▼

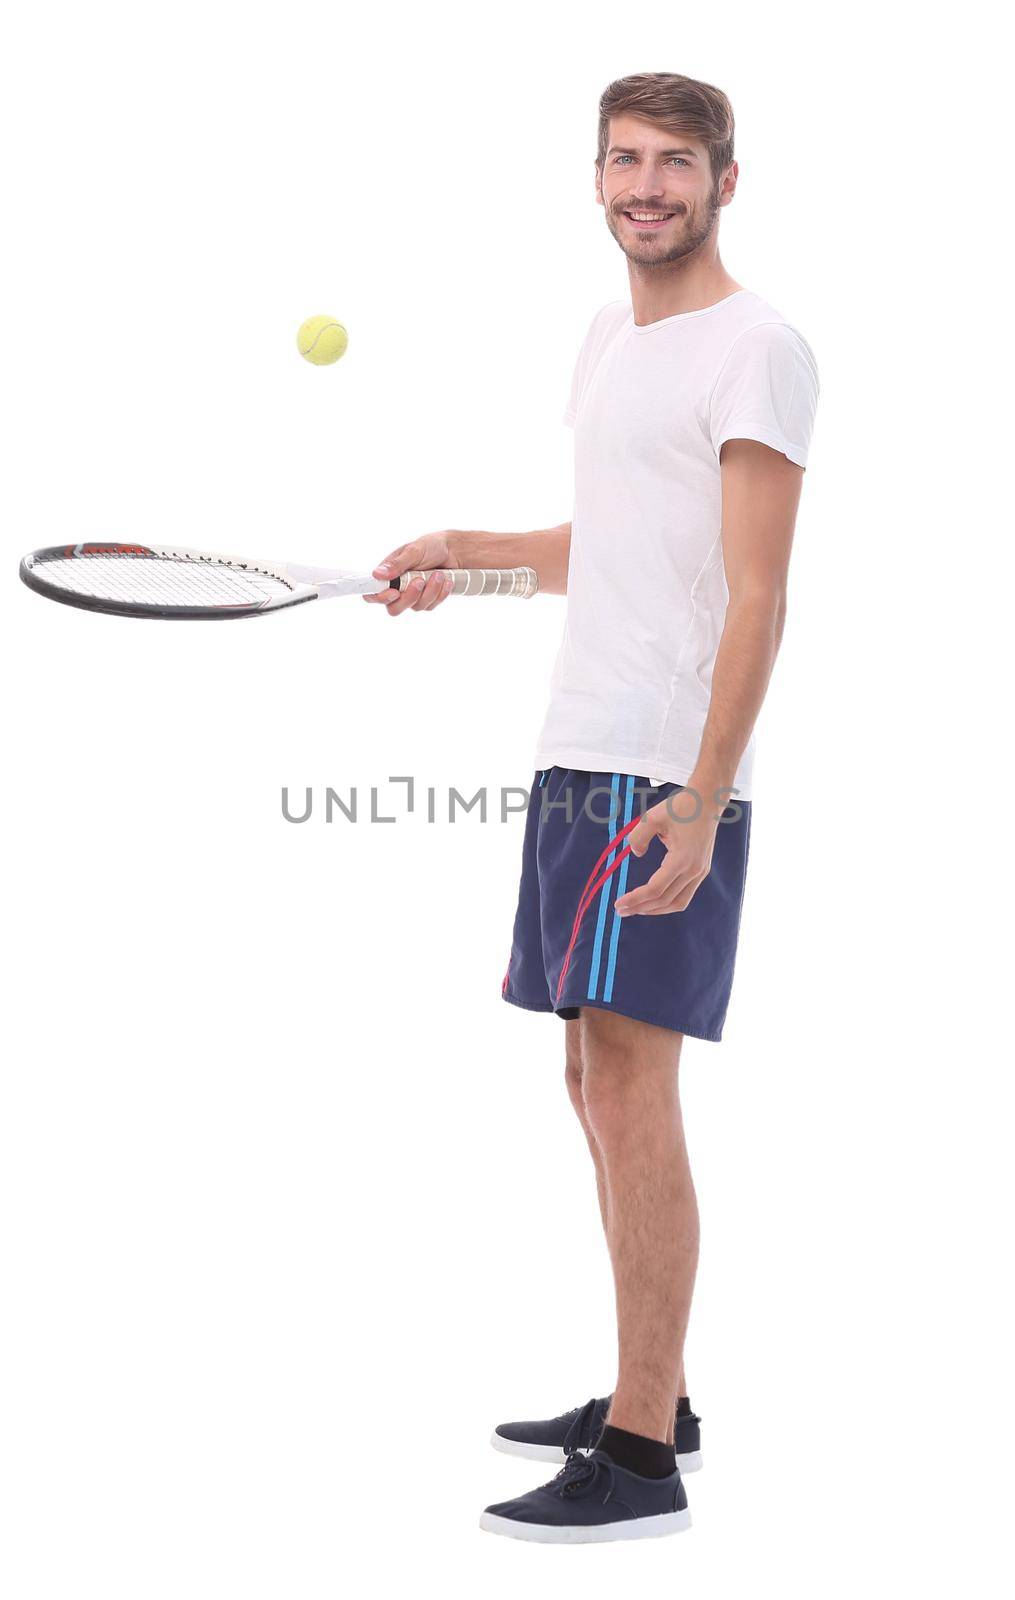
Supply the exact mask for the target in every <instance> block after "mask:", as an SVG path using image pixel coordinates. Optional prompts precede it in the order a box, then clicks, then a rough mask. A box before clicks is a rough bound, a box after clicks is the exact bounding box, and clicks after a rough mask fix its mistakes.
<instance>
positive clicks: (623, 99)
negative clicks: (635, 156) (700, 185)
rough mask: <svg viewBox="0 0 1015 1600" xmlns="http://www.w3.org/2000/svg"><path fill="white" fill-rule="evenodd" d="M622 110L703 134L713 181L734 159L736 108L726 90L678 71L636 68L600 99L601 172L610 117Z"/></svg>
mask: <svg viewBox="0 0 1015 1600" xmlns="http://www.w3.org/2000/svg"><path fill="white" fill-rule="evenodd" d="M624 112H628V114H629V115H631V117H642V118H644V120H645V122H655V123H660V125H661V126H664V128H676V130H679V131H680V133H685V134H687V136H688V138H692V139H700V141H701V142H703V144H704V146H708V157H709V162H711V168H712V182H719V179H720V178H722V174H724V173H725V170H727V166H730V163H732V162H733V107H732V106H730V102H728V99H727V98H725V94H724V93H722V90H717V88H716V86H714V85H712V83H701V82H700V80H698V78H685V77H682V75H680V74H679V72H636V74H632V77H629V78H616V80H615V82H613V83H610V85H608V86H607V88H605V90H604V91H602V96H600V99H599V152H597V155H596V165H597V166H599V170H600V171H602V165H604V162H605V158H607V147H608V141H610V117H621V115H623V114H624Z"/></svg>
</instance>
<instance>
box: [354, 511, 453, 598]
mask: <svg viewBox="0 0 1015 1600" xmlns="http://www.w3.org/2000/svg"><path fill="white" fill-rule="evenodd" d="M450 538H451V534H450V531H448V533H427V534H424V536H423V538H421V539H413V541H411V544H400V546H399V549H397V550H392V552H391V555H386V557H384V560H383V562H381V563H379V565H378V566H375V570H373V576H375V578H400V576H402V573H416V571H432V570H434V568H435V570H437V571H440V570H443V571H450V570H453V568H456V566H459V565H461V563H459V562H458V558H456V557H455V555H453V554H451V546H450ZM437 571H434V576H432V578H426V579H415V582H411V584H410V586H408V589H405V590H402V589H384V590H381V594H378V595H363V598H365V600H368V602H370V603H373V605H383V606H387V614H389V616H402V613H403V611H434V610H435V606H439V605H440V603H442V600H447V597H448V595H450V592H451V584H450V579H445V578H439V576H437Z"/></svg>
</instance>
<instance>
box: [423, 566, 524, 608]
mask: <svg viewBox="0 0 1015 1600" xmlns="http://www.w3.org/2000/svg"><path fill="white" fill-rule="evenodd" d="M440 570H442V568H434V570H432V571H426V573H402V576H400V578H394V579H392V584H391V587H392V589H408V586H410V584H411V581H413V578H432V576H434V571H440ZM447 576H448V578H450V579H451V594H453V595H508V597H512V598H516V600H530V598H532V597H533V595H535V592H536V589H538V587H540V579H538V578H536V574H535V571H533V570H532V566H508V568H499V570H483V568H464V566H463V568H459V570H458V571H448V573H447Z"/></svg>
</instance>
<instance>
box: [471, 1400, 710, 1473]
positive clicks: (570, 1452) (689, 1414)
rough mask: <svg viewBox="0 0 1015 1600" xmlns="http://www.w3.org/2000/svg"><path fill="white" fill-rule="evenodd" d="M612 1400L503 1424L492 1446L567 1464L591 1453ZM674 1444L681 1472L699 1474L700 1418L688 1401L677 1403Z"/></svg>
mask: <svg viewBox="0 0 1015 1600" xmlns="http://www.w3.org/2000/svg"><path fill="white" fill-rule="evenodd" d="M612 1398H613V1397H612V1395H607V1397H605V1398H604V1400H586V1403H584V1405H578V1406H575V1410H573V1411H565V1413H564V1416H552V1418H549V1421H546V1422H501V1426H499V1427H496V1429H495V1430H493V1437H491V1440H490V1443H491V1445H493V1448H495V1450H503V1451H504V1453H506V1454H509V1456H528V1459H530V1461H567V1458H568V1456H570V1454H572V1453H573V1451H575V1450H586V1451H588V1450H592V1446H594V1445H596V1440H597V1438H599V1435H600V1434H602V1430H604V1426H605V1421H607V1411H608V1410H610V1400H612ZM674 1445H676V1450H677V1467H679V1469H680V1472H696V1470H698V1467H700V1466H701V1418H700V1416H695V1413H693V1411H692V1410H690V1403H688V1402H687V1400H684V1402H679V1403H677V1419H676V1429H674Z"/></svg>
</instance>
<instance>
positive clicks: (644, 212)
mask: <svg viewBox="0 0 1015 1600" xmlns="http://www.w3.org/2000/svg"><path fill="white" fill-rule="evenodd" d="M676 214H677V213H676V211H624V216H626V218H628V221H629V222H631V224H632V227H640V229H653V227H663V226H664V224H666V222H669V221H671V219H672V218H674V216H676Z"/></svg>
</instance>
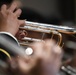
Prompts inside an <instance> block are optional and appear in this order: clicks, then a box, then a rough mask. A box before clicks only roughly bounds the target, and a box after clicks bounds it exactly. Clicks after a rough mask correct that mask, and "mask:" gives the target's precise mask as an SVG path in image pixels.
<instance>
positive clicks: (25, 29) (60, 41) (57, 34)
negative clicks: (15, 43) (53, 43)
mask: <svg viewBox="0 0 76 75" xmlns="http://www.w3.org/2000/svg"><path fill="white" fill-rule="evenodd" d="M20 29H23V30H30V31H36V32H43V33H48V34H50V33H52V34H54V35H57V36H58V37H59V41H58V45H60V44H61V41H62V35H61V33H64V34H75V33H76V28H73V27H68V26H57V25H52V24H44V23H37V22H30V21H25V26H23V27H20ZM23 39H24V40H28V41H42V40H40V39H34V38H28V37H25V38H23ZM21 44H22V43H21ZM22 45H24V44H22Z"/></svg>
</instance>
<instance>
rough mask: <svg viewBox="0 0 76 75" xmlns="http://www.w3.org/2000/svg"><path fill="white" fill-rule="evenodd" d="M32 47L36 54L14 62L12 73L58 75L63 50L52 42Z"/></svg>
mask: <svg viewBox="0 0 76 75" xmlns="http://www.w3.org/2000/svg"><path fill="white" fill-rule="evenodd" d="M31 47H32V49H33V51H34V52H33V54H32V55H30V56H28V58H21V57H18V58H17V59H14V60H12V62H11V65H12V64H13V66H11V68H12V71H13V72H14V73H15V72H17V71H18V72H17V74H18V73H19V74H27V75H29V74H30V75H56V73H57V72H58V70H59V68H60V64H61V56H62V55H61V54H62V51H61V48H60V47H59V46H57V45H56V44H55V42H54V41H52V40H51V41H50V40H46V41H45V43H44V42H36V43H33V44H32V45H31ZM11 68H10V69H11ZM19 74H18V75H19Z"/></svg>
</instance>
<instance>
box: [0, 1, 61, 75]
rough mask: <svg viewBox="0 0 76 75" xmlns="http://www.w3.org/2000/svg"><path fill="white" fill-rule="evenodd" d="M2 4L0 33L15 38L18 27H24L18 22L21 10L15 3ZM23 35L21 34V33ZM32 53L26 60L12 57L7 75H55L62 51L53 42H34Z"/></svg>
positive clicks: (17, 30) (1, 8)
mask: <svg viewBox="0 0 76 75" xmlns="http://www.w3.org/2000/svg"><path fill="white" fill-rule="evenodd" d="M7 7H8V6H7V5H5V4H3V5H2V7H1V10H0V31H5V32H9V33H11V34H12V35H13V36H15V35H16V34H17V32H18V30H19V27H20V26H22V25H24V23H25V21H24V20H19V19H18V17H19V16H20V14H21V12H22V11H21V9H17V10H16V11H14V10H15V9H16V8H17V4H16V2H13V3H12V4H11V5H10V7H8V8H7ZM22 34H23V33H22ZM30 47H31V48H32V49H33V51H34V53H33V54H32V55H30V56H27V58H25V56H24V58H23V57H20V56H19V57H13V58H12V60H11V61H10V60H9V62H8V69H7V70H6V72H7V73H9V74H8V75H26V74H27V75H55V74H57V72H58V70H59V67H60V64H61V56H62V55H61V54H62V50H61V48H60V47H59V46H57V45H56V44H55V41H53V40H45V42H35V43H32V44H31V45H30ZM4 73H5V72H4Z"/></svg>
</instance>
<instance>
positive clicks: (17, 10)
mask: <svg viewBox="0 0 76 75" xmlns="http://www.w3.org/2000/svg"><path fill="white" fill-rule="evenodd" d="M21 12H22V11H21V9H17V10H16V11H15V12H14V14H15V16H16V17H17V18H18V17H20V15H21Z"/></svg>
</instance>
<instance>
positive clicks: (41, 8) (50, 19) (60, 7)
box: [21, 0, 75, 25]
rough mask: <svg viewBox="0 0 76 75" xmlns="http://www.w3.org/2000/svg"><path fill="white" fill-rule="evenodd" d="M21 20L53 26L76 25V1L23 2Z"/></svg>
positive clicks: (69, 0) (34, 1)
mask: <svg viewBox="0 0 76 75" xmlns="http://www.w3.org/2000/svg"><path fill="white" fill-rule="evenodd" d="M21 2H22V9H23V14H22V16H21V18H24V19H27V20H31V21H37V22H38V21H39V22H45V23H51V24H63V25H74V22H75V12H74V11H75V8H74V7H75V6H74V4H75V0H21Z"/></svg>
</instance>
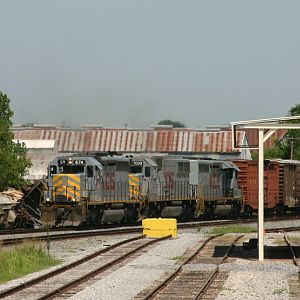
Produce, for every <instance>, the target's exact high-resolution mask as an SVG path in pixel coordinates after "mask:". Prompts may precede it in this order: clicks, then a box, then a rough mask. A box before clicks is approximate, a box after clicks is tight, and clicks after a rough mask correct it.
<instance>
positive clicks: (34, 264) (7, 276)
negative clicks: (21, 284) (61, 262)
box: [0, 242, 61, 283]
mask: <svg viewBox="0 0 300 300" xmlns="http://www.w3.org/2000/svg"><path fill="white" fill-rule="evenodd" d="M60 262H61V260H58V259H54V258H52V257H50V256H48V254H47V253H46V251H45V250H43V248H42V245H41V244H40V243H35V244H33V243H32V242H24V243H23V244H22V245H19V246H17V247H15V248H14V249H12V250H7V249H5V250H4V249H0V283H4V282H7V281H9V280H12V279H15V278H19V277H22V276H24V275H26V274H29V273H32V272H36V271H40V270H43V269H46V268H49V267H51V266H55V265H57V264H59V263H60Z"/></svg>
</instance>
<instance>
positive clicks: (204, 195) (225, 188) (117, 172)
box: [42, 155, 242, 226]
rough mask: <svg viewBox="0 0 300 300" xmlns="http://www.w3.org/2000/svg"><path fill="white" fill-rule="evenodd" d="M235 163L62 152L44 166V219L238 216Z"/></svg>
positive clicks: (181, 159)
mask: <svg viewBox="0 0 300 300" xmlns="http://www.w3.org/2000/svg"><path fill="white" fill-rule="evenodd" d="M237 173H238V168H237V167H236V166H235V165H234V164H233V163H231V162H228V161H217V160H196V159H187V158H178V157H170V156H165V157H151V156H146V155H144V156H142V155H140V156H132V155H127V156H97V155H92V156H60V157H57V158H56V159H55V160H53V161H52V162H51V163H50V164H49V167H48V189H47V191H46V194H45V201H44V203H43V205H42V222H43V224H48V225H50V226H55V225H75V226H76V225H79V224H93V225H100V224H106V223H133V222H137V221H139V220H141V219H143V218H145V217H172V218H177V219H179V220H192V219H194V218H199V217H211V216H213V215H215V214H222V215H228V216H237V215H238V214H239V212H240V210H241V207H242V197H241V192H240V189H239V188H238V186H237Z"/></svg>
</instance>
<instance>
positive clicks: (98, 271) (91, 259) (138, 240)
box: [0, 236, 170, 300]
mask: <svg viewBox="0 0 300 300" xmlns="http://www.w3.org/2000/svg"><path fill="white" fill-rule="evenodd" d="M169 237H170V236H168V237H164V238H160V239H151V240H149V239H146V238H145V237H144V236H138V237H135V238H131V239H128V240H124V241H122V242H119V243H116V244H114V245H112V246H109V247H107V248H105V249H103V250H100V251H97V252H95V253H93V254H91V255H89V256H87V257H85V258H83V259H81V260H78V261H76V262H74V263H71V264H69V265H66V266H64V267H62V268H59V269H57V270H54V271H52V272H50V273H48V274H45V275H42V276H40V277H38V278H36V279H32V280H30V281H28V282H26V283H24V284H21V285H19V286H16V287H13V288H10V289H8V290H5V291H3V292H0V299H14V300H17V299H22V300H23V299H31V300H34V299H39V300H42V299H53V298H54V297H55V298H60V297H62V298H66V294H67V296H68V297H70V296H72V294H76V293H78V291H79V290H81V289H83V288H85V287H86V285H88V281H89V280H91V279H92V278H94V279H93V280H97V279H96V277H97V276H99V274H101V273H103V272H104V271H106V270H108V269H111V268H112V267H114V266H116V265H118V264H120V263H121V262H122V261H123V260H126V259H128V258H130V257H131V256H133V255H134V254H135V255H136V254H138V253H139V252H141V251H142V250H143V249H144V248H146V247H149V246H150V245H152V244H155V243H158V242H160V241H162V240H165V239H167V238H169ZM93 280H92V281H93Z"/></svg>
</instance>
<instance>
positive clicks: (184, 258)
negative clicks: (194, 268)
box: [171, 256, 186, 260]
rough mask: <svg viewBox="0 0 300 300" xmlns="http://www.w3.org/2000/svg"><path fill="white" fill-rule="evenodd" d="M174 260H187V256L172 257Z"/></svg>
mask: <svg viewBox="0 0 300 300" xmlns="http://www.w3.org/2000/svg"><path fill="white" fill-rule="evenodd" d="M171 259H172V260H185V259H186V257H185V256H174V257H172V258H171Z"/></svg>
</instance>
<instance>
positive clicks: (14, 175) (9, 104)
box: [0, 92, 31, 192]
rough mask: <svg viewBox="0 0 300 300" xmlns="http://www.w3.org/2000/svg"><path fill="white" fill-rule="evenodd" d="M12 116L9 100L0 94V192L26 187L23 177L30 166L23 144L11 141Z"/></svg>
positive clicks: (28, 160) (1, 92)
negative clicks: (7, 189) (25, 185)
mask: <svg viewBox="0 0 300 300" xmlns="http://www.w3.org/2000/svg"><path fill="white" fill-rule="evenodd" d="M13 114H14V113H13V111H12V110H11V108H10V100H9V98H8V97H7V95H6V94H3V93H2V92H0V170H1V172H0V192H1V191H4V190H6V189H7V188H8V187H14V188H21V187H22V186H24V185H26V184H27V181H26V180H24V176H25V175H26V174H27V171H28V168H29V167H30V166H31V162H30V159H29V158H28V157H27V156H26V155H27V149H26V147H25V144H24V143H20V142H14V141H13V138H14V134H13V132H12V130H11V127H12V121H11V118H12V116H13Z"/></svg>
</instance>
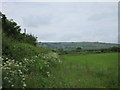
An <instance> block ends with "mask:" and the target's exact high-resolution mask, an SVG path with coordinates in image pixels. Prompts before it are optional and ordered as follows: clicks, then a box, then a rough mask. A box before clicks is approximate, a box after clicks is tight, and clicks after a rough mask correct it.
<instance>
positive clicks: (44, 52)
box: [0, 14, 60, 88]
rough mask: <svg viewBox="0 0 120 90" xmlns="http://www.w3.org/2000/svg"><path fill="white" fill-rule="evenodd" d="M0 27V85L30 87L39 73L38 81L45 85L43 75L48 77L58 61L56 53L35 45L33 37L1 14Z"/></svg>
mask: <svg viewBox="0 0 120 90" xmlns="http://www.w3.org/2000/svg"><path fill="white" fill-rule="evenodd" d="M2 26H3V27H2V31H3V32H2V58H1V57H0V59H2V63H3V65H0V68H2V72H3V73H2V75H3V77H2V78H3V79H2V81H3V82H2V87H3V88H26V87H28V88H29V87H31V86H33V84H32V83H31V81H29V80H31V79H30V78H32V77H33V76H35V77H36V78H37V76H39V78H38V80H40V82H37V83H39V87H44V86H45V85H46V84H48V82H47V80H45V79H44V78H48V77H51V73H50V72H51V68H54V67H56V65H57V64H58V63H60V59H59V57H58V55H57V53H55V52H54V53H53V52H52V51H51V50H49V49H44V48H39V47H37V46H36V40H37V38H36V37H34V36H33V35H31V34H26V33H21V32H20V31H21V29H20V26H18V25H17V23H16V22H14V21H13V20H8V19H7V17H6V16H5V15H3V14H2ZM0 30H1V29H0ZM0 34H1V33H0ZM31 75H32V76H31ZM27 79H28V80H27ZM32 79H33V78H32ZM34 80H36V79H34ZM34 80H33V81H34ZM29 85H30V86H29ZM34 88H36V87H34Z"/></svg>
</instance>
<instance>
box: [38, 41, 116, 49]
mask: <svg viewBox="0 0 120 90" xmlns="http://www.w3.org/2000/svg"><path fill="white" fill-rule="evenodd" d="M38 46H40V47H45V48H50V49H63V50H74V49H76V48H77V47H81V48H82V49H84V50H85V49H101V48H110V47H114V46H118V44H114V43H100V42H39V43H38Z"/></svg>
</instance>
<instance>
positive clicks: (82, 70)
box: [49, 53, 118, 88]
mask: <svg viewBox="0 0 120 90" xmlns="http://www.w3.org/2000/svg"><path fill="white" fill-rule="evenodd" d="M60 58H61V60H62V63H61V64H60V65H59V66H58V67H57V68H55V69H53V70H52V71H53V72H52V80H51V85H50V86H49V87H55V88H58V87H59V88H116V87H118V53H102V54H85V55H82V54H74V55H61V56H60Z"/></svg>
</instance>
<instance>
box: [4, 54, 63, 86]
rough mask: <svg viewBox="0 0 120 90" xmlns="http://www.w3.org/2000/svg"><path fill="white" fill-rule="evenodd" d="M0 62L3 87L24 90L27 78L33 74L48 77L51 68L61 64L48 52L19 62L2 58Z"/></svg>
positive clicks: (56, 59)
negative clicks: (2, 78) (56, 65)
mask: <svg viewBox="0 0 120 90" xmlns="http://www.w3.org/2000/svg"><path fill="white" fill-rule="evenodd" d="M2 62H3V64H2V71H3V87H6V88H10V87H11V88H25V87H27V84H26V77H27V76H29V75H30V74H31V73H34V74H39V75H41V76H42V77H50V76H51V73H50V72H51V67H54V66H55V65H56V64H57V63H61V60H60V59H59V57H58V55H57V54H56V53H53V52H50V53H47V54H44V53H40V54H38V55H35V56H32V57H28V58H23V59H22V60H21V61H16V60H14V59H8V58H5V57H4V59H2Z"/></svg>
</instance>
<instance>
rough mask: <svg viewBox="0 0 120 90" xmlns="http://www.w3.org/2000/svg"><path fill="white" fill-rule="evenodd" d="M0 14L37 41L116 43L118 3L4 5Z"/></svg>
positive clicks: (49, 3)
mask: <svg viewBox="0 0 120 90" xmlns="http://www.w3.org/2000/svg"><path fill="white" fill-rule="evenodd" d="M2 13H4V14H6V16H7V17H8V19H13V20H14V21H15V22H17V23H18V25H20V26H21V28H22V32H23V29H24V28H26V30H27V33H29V34H33V35H34V36H36V37H38V41H43V42H51V41H52V42H107V43H118V3H117V2H4V3H2Z"/></svg>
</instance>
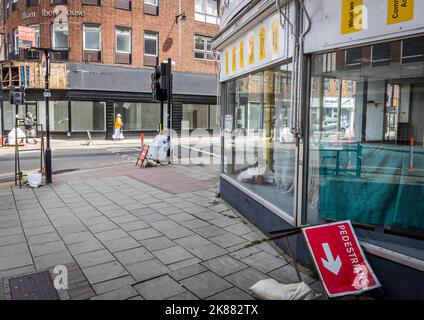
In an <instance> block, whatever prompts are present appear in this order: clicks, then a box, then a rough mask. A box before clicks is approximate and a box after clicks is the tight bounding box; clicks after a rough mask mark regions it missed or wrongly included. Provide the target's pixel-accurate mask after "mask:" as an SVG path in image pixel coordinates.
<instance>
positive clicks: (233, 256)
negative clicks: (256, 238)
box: [230, 246, 261, 260]
mask: <svg viewBox="0 0 424 320" xmlns="http://www.w3.org/2000/svg"><path fill="white" fill-rule="evenodd" d="M258 252H261V250H260V249H259V248H256V247H255V246H250V247H247V248H243V249H240V250H237V251H234V252H231V253H230V256H232V257H234V258H236V259H237V260H241V259H244V258H246V257H248V256H251V255H252V254H255V253H258Z"/></svg>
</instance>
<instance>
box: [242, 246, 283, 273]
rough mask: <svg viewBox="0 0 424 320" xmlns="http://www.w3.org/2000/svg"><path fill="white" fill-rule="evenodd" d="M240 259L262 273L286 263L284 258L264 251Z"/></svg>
mask: <svg viewBox="0 0 424 320" xmlns="http://www.w3.org/2000/svg"><path fill="white" fill-rule="evenodd" d="M241 261H242V262H244V263H246V264H248V265H249V266H251V267H253V268H255V269H257V270H259V271H262V272H264V273H268V272H270V271H272V270H275V269H278V268H281V267H283V266H285V265H286V264H287V262H286V261H285V260H283V259H281V258H279V257H276V256H273V255H271V254H269V253H268V252H265V251H262V252H259V253H256V254H253V255H251V256H249V257H247V258H244V259H242V260H241Z"/></svg>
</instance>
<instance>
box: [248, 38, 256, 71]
mask: <svg viewBox="0 0 424 320" xmlns="http://www.w3.org/2000/svg"><path fill="white" fill-rule="evenodd" d="M254 63H255V36H254V35H253V34H252V35H251V36H250V37H249V64H254Z"/></svg>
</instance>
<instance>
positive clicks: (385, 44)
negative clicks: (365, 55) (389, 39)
mask: <svg viewBox="0 0 424 320" xmlns="http://www.w3.org/2000/svg"><path fill="white" fill-rule="evenodd" d="M390 51H391V45H390V43H383V44H376V45H374V46H372V61H371V62H372V66H373V67H377V66H385V65H389V64H390Z"/></svg>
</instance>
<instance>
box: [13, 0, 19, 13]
mask: <svg viewBox="0 0 424 320" xmlns="http://www.w3.org/2000/svg"><path fill="white" fill-rule="evenodd" d="M11 1H12V11H16V10H18V7H19V1H18V0H11Z"/></svg>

▲

### Exercise aim:
Copy out every line in the listing where the word "block" appears.

### Worked solution:
Supply the exact mask for the target in every <instance> block after "mask:", as an SVG path using image pixel coordinates. Optional prompts precede it in the order a box, then clicks, then a rough mask. A box before clicks is a rough bound, a box after clicks is the exact bounding box, and clicks after a rough mask fix its mistakes.
Prompts inside an <instance> block are optional and appear in this order: clicks, then a box, then a rough mask. A box before clicks only roughly bounds the target, and a box after clicks bounds it exactly. Clicks after a rough mask correct that mask, and "mask:" gives the target's precise mask as an SVG path in image pixels.
An <instance> block ends with "mask:" and the target's exact high-resolution mask, an SVG path with coordinates in image pixels. Prompts before it are optional and ordered as follows: clicks, then a box, then a rough mask. A box before clicks is approximate, a box after clicks is tight, and clicks after a rough mask correct it.
In an <instance> block, whatever prompts are present appear in this order: clicks, then a box, then a rough mask. A box before clicks is approximate and a box after clicks is the tight bounding box; clicks after a rough mask mark regions it missed or wrongly included. Provide the target's pixel-accurate mask after "mask:" as an SVG path in image pixel coordinates.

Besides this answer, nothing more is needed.